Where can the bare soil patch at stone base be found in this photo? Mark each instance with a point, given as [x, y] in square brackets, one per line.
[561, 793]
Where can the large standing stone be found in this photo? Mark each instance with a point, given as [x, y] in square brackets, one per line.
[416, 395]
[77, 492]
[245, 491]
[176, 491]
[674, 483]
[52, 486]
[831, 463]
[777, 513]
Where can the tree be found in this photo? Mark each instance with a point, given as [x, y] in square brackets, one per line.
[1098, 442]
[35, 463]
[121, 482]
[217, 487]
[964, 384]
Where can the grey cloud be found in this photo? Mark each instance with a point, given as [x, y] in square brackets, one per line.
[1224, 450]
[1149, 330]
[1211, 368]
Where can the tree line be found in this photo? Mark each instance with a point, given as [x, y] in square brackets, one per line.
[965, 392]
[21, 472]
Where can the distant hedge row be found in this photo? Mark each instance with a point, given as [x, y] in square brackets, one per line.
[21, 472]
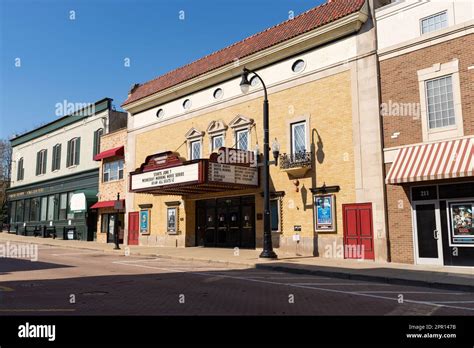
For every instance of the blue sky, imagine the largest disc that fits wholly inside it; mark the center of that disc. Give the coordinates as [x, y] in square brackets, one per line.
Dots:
[82, 60]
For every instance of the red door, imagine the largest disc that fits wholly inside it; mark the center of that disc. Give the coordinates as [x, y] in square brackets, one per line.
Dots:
[358, 231]
[133, 228]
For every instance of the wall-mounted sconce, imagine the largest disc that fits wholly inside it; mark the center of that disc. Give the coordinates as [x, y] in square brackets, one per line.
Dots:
[296, 183]
[276, 150]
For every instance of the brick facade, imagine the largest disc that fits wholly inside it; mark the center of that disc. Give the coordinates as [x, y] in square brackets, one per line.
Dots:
[108, 190]
[399, 84]
[331, 137]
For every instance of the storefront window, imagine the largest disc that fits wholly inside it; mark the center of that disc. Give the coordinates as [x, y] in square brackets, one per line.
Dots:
[19, 211]
[63, 206]
[34, 209]
[70, 214]
[51, 207]
[171, 220]
[462, 227]
[44, 206]
[113, 171]
[27, 210]
[12, 212]
[275, 215]
[104, 222]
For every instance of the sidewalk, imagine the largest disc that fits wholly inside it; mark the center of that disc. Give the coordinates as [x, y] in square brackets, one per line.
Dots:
[450, 278]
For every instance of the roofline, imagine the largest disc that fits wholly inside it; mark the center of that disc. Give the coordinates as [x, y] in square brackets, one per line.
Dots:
[344, 26]
[127, 103]
[18, 137]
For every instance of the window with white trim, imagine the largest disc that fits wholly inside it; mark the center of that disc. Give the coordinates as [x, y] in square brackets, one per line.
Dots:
[20, 175]
[275, 214]
[73, 152]
[440, 102]
[112, 171]
[41, 157]
[298, 137]
[195, 149]
[242, 139]
[434, 22]
[217, 142]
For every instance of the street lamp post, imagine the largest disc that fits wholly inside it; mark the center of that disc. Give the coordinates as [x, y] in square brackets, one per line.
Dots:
[267, 251]
[116, 231]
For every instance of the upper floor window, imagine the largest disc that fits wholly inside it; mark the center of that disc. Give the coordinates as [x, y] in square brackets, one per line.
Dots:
[275, 214]
[20, 175]
[242, 139]
[254, 81]
[298, 66]
[434, 22]
[298, 137]
[187, 104]
[113, 171]
[73, 152]
[160, 113]
[218, 93]
[56, 161]
[217, 142]
[41, 157]
[440, 103]
[195, 149]
[97, 134]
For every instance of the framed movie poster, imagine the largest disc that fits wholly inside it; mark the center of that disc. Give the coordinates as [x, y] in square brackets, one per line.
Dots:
[145, 221]
[172, 220]
[461, 225]
[324, 213]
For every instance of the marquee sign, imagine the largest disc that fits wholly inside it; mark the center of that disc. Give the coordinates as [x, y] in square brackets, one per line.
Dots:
[167, 173]
[168, 176]
[233, 174]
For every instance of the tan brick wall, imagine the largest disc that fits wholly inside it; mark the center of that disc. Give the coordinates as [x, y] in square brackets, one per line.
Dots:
[400, 223]
[399, 83]
[327, 102]
[108, 190]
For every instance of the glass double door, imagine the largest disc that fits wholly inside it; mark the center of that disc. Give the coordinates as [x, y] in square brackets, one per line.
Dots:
[428, 241]
[226, 222]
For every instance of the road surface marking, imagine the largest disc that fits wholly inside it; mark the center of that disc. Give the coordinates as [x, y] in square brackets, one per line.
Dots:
[302, 287]
[453, 301]
[6, 289]
[341, 284]
[84, 253]
[413, 292]
[37, 310]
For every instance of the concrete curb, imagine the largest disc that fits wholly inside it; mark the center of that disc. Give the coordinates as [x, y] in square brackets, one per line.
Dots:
[369, 277]
[291, 270]
[334, 274]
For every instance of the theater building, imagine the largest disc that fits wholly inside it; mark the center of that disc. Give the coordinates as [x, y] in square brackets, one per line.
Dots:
[427, 74]
[194, 140]
[54, 176]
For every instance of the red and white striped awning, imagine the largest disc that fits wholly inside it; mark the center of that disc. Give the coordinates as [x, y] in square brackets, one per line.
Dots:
[440, 160]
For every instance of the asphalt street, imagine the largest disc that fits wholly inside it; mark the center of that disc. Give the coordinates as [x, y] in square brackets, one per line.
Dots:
[65, 281]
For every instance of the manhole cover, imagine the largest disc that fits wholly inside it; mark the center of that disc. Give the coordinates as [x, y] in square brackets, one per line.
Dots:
[94, 293]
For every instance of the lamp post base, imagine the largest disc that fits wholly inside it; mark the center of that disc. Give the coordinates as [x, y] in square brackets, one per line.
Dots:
[268, 254]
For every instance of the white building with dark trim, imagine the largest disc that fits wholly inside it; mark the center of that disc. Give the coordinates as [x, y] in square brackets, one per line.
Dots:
[54, 175]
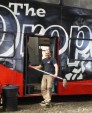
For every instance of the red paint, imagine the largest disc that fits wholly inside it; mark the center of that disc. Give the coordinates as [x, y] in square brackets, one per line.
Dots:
[75, 88]
[11, 77]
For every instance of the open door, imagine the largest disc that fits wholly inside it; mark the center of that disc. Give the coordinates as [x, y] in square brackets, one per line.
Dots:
[34, 49]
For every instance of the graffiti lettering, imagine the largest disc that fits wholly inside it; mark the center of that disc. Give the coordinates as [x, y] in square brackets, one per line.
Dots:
[39, 12]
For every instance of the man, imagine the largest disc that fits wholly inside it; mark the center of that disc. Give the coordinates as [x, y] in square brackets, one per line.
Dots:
[49, 65]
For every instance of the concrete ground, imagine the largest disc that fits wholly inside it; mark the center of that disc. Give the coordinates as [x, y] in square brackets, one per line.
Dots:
[59, 105]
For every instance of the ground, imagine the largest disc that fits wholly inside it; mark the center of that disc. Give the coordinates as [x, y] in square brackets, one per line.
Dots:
[77, 105]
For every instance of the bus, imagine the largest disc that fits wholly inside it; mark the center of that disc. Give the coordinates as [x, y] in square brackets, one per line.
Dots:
[28, 27]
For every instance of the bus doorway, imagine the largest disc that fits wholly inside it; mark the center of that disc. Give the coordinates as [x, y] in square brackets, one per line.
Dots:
[34, 49]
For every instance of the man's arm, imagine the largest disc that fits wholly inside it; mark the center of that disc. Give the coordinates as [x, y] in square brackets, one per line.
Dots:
[56, 70]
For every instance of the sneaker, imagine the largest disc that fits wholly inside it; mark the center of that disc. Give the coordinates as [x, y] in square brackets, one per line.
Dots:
[43, 103]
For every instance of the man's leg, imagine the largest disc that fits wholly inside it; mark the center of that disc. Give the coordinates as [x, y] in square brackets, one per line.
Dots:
[50, 81]
[44, 86]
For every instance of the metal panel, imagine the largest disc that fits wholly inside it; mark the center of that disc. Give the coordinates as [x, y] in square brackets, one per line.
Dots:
[86, 4]
[49, 1]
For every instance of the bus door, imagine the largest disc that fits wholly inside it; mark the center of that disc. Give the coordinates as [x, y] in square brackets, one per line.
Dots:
[34, 49]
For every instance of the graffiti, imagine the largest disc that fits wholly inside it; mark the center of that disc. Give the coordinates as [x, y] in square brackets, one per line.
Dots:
[39, 12]
[77, 42]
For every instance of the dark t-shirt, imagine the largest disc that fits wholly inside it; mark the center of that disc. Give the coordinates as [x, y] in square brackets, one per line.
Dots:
[48, 65]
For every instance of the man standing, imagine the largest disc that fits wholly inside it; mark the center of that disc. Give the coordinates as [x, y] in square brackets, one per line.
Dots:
[49, 65]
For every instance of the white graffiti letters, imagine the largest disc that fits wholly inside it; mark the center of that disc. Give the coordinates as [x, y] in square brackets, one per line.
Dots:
[40, 12]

------

▸ **EXERCISE REQUIREMENTS**
Copy exactly, word for word, the line with "For every instance of the graffiti, imagine" through the final line of the listing.

▸ **RESPONSE**
For every instance of the graffiti, imagine the largest disc that fits wholly inside it; mark the center of that disc. Give the coordinates as [x, y] in square brackets, one per line.
Dots:
[39, 12]
[77, 42]
For every instance of the dark t-shirt, imagine the largest disc that fits wholly inside it; mark the center of that disc. Give the coordinates as [x, y] in square brackets, one per line.
Dots:
[48, 65]
For every instance of the man standing, imagine the largest disc that fits wholly inside it; mark the center of that disc. Give the coordinates as [x, y] in square brackets, one per line.
Dots:
[49, 65]
For every instance of the white graffiti letters, imagine the largest disc that fits wholly inside it; mark the center of that disc. Give the coordinates as [x, y] in square brackets, one per line.
Dots:
[40, 12]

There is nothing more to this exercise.